Your goal: Convert the listing below into a JSON list of strings with one string per line, leaving out any blank lines.

Begin Items

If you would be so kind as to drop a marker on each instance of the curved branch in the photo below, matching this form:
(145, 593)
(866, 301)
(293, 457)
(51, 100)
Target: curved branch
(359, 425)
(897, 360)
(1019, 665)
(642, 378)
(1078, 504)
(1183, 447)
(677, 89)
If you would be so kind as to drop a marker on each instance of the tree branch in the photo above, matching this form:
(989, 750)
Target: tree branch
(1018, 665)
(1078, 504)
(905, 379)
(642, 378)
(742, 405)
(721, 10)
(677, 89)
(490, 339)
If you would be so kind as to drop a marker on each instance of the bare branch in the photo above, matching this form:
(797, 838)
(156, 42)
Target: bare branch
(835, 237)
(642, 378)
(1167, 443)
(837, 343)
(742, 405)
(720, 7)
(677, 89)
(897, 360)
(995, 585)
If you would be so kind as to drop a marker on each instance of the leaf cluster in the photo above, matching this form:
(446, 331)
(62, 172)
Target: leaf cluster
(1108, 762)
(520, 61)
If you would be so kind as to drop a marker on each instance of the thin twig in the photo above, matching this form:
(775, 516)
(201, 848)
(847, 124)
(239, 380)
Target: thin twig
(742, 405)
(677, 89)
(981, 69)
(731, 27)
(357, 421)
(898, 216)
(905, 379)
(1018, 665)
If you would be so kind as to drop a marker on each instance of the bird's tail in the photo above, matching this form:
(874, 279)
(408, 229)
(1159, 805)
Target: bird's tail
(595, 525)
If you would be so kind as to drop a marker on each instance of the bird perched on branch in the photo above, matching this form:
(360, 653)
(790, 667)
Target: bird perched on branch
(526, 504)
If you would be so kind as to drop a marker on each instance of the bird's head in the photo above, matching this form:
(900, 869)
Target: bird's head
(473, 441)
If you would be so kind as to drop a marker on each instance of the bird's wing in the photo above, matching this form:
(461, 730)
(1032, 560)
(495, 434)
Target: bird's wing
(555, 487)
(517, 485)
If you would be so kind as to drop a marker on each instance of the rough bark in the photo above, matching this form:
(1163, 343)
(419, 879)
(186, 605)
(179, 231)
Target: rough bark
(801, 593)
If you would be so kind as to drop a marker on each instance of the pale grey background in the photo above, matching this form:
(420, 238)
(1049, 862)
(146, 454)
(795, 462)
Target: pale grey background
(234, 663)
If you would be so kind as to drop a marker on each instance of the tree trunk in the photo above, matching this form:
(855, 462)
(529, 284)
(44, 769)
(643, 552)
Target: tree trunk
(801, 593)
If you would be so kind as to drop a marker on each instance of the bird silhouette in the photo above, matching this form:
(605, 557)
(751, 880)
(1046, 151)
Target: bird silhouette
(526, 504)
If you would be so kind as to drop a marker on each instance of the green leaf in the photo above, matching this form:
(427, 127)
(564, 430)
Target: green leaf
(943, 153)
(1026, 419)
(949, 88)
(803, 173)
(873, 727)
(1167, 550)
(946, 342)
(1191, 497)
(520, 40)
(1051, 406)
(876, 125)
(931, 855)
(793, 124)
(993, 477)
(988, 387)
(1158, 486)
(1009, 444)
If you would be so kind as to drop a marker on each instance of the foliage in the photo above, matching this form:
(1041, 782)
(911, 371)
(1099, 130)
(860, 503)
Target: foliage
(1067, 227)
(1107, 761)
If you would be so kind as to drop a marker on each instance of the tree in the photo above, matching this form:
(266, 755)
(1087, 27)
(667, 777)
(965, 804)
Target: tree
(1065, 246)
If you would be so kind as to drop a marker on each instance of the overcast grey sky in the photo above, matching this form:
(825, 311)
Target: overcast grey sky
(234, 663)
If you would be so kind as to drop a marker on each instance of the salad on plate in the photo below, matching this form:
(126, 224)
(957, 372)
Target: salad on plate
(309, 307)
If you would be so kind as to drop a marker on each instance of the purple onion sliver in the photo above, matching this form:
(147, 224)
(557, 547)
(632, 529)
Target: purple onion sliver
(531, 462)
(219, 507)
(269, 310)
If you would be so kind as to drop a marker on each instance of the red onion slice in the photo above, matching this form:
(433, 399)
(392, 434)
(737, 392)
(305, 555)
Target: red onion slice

End Items

Solution to this task:
[
  "If you would be so kind as to drop a marker on each instance of the curved branch in the photo below, matching this form:",
  "(145, 593)",
  "(866, 301)",
  "(293, 457)",
  "(51, 100)",
  "Target: curved branch",
  "(359, 425)",
  "(897, 360)",
  "(1019, 665)",
  "(642, 378)",
  "(1078, 504)",
  "(1183, 447)",
  "(677, 89)",
  "If you would be so kind as to drop a marker on each instance of the tree branch in the photo above, matching this form:",
  "(989, 750)",
  "Target: tree branch",
  "(1018, 665)",
  "(1078, 504)",
  "(905, 379)",
  "(642, 378)",
  "(742, 405)",
  "(721, 10)",
  "(677, 89)",
  "(490, 339)",
  "If you would be so kind as to drop a marker on each instance of the bare branch in the photo above, matching this form:",
  "(797, 838)",
  "(156, 42)",
  "Target: bare branch",
  "(835, 237)",
  "(642, 378)",
  "(1167, 443)",
  "(837, 343)",
  "(742, 405)",
  "(720, 7)",
  "(677, 89)",
  "(897, 360)",
  "(995, 585)",
  "If you would be so kind as to drop a marker on each instance of the leaf cluster in the photo above, matching this form:",
  "(446, 331)",
  "(62, 172)",
  "Target: leaf cluster",
  "(1108, 762)",
  "(520, 61)",
  "If you would be so kind as to drop a marker on each instance of the thin twig in the photo above, matching this form:",
  "(775, 516)",
  "(201, 848)",
  "(847, 124)",
  "(239, 380)",
  "Target: thin twig",
  "(742, 405)",
  "(677, 89)",
  "(981, 69)",
  "(731, 27)",
  "(357, 421)",
  "(898, 216)",
  "(905, 379)",
  "(1018, 665)",
  "If you would be so kind as to drop a marker on each instance of the bird's tail in the photo above, matching this form:",
  "(874, 279)",
  "(408, 229)",
  "(1159, 805)",
  "Target: bird's tail",
  "(595, 525)",
  "If you would be so kind as to drop a marker on each instance of the bird perched on branch in the photo above, matching this form:",
  "(360, 653)",
  "(790, 667)",
  "Target: bird perched on branch",
  "(526, 504)",
  "If you would be so kind as to drop a marker on each instance of the bird's head in the photo above, matching this form:",
  "(900, 869)",
  "Target: bird's head",
  "(473, 441)",
  "If you would be so kind as to drop a marker on each instance of the bird's wing in the photo above, matching this form:",
  "(461, 730)",
  "(1032, 560)",
  "(495, 434)",
  "Target: bird's wing",
  "(555, 487)",
  "(517, 485)",
  "If you would be so kind as to drop a marker on each instance of the rough bark in the photo above, matching this form:",
  "(1163, 343)",
  "(419, 879)",
  "(186, 605)",
  "(179, 231)",
  "Target: rough bark",
  "(801, 593)",
  "If you would be so kind as to drop a marker on each instance of the pale grey background in the photo above, matching this form:",
  "(420, 238)",
  "(1049, 862)",
  "(146, 454)",
  "(795, 462)",
  "Target: pale grey background",
  "(234, 663)",
  "If you would be so kind as to drop a marker on each instance of the tree trunk in the photo above, matching this form:",
  "(855, 462)",
  "(529, 284)",
  "(44, 769)",
  "(643, 552)",
  "Target: tree trunk",
  "(801, 593)",
  "If you would be so kind as to drop a marker on each instance of the bird silhouette in the photo above, matching this form:",
  "(605, 557)",
  "(751, 880)",
  "(1046, 151)",
  "Target: bird silhouette",
  "(526, 504)",
  "If you would be so kind as to drop a marker on each instance of the green leaf in the photo above, matching this form:",
  "(427, 127)",
  "(564, 430)",
  "Target: green leaf",
  "(943, 153)",
  "(1026, 419)",
  "(949, 88)",
  "(803, 173)",
  "(873, 727)",
  "(1167, 550)",
  "(946, 342)",
  "(1191, 497)",
  "(520, 40)",
  "(1051, 406)",
  "(876, 125)",
  "(931, 855)",
  "(793, 124)",
  "(993, 477)",
  "(988, 387)",
  "(1158, 486)",
  "(1009, 444)",
  "If you would be so kind as to drop a marker on each instance of the foliage in the photo above, matching this form:",
  "(1041, 782)",
  "(911, 371)",
  "(1099, 130)",
  "(860, 503)",
  "Target: foliage",
  "(1067, 227)",
  "(1107, 761)",
  "If you would be so kind as to drop a marker on each instance of the tree in the photo above, matching this form:",
  "(266, 755)",
  "(1087, 27)",
  "(667, 777)",
  "(965, 804)",
  "Target: tree",
  "(1065, 246)",
  "If you would be so kind as to drop a marker on each instance of the overcast grey sky in the photo above, matching this form:",
  "(825, 311)",
  "Target: overcast grey sky",
  "(234, 663)",
  "If you would be so kind as to drop a marker on each instance of the salad on plate in the photo below, matching this form:",
  "(126, 224)",
  "(957, 372)",
  "Target: salad on plate",
  "(309, 307)",
  "If you would be so kind as to drop a marker on each instance of the purple onion sliver in the photo above, matching this form:",
  "(147, 224)",
  "(557, 547)",
  "(632, 529)",
  "Target: purple onion sliver",
  "(531, 462)",
  "(219, 507)",
  "(269, 310)",
  "If you would be so kind as to drop a marker on each instance of the red onion slice in the photo above, matching this form:",
  "(433, 399)",
  "(392, 434)",
  "(737, 392)",
  "(305, 555)",
  "Target: red onion slice"
]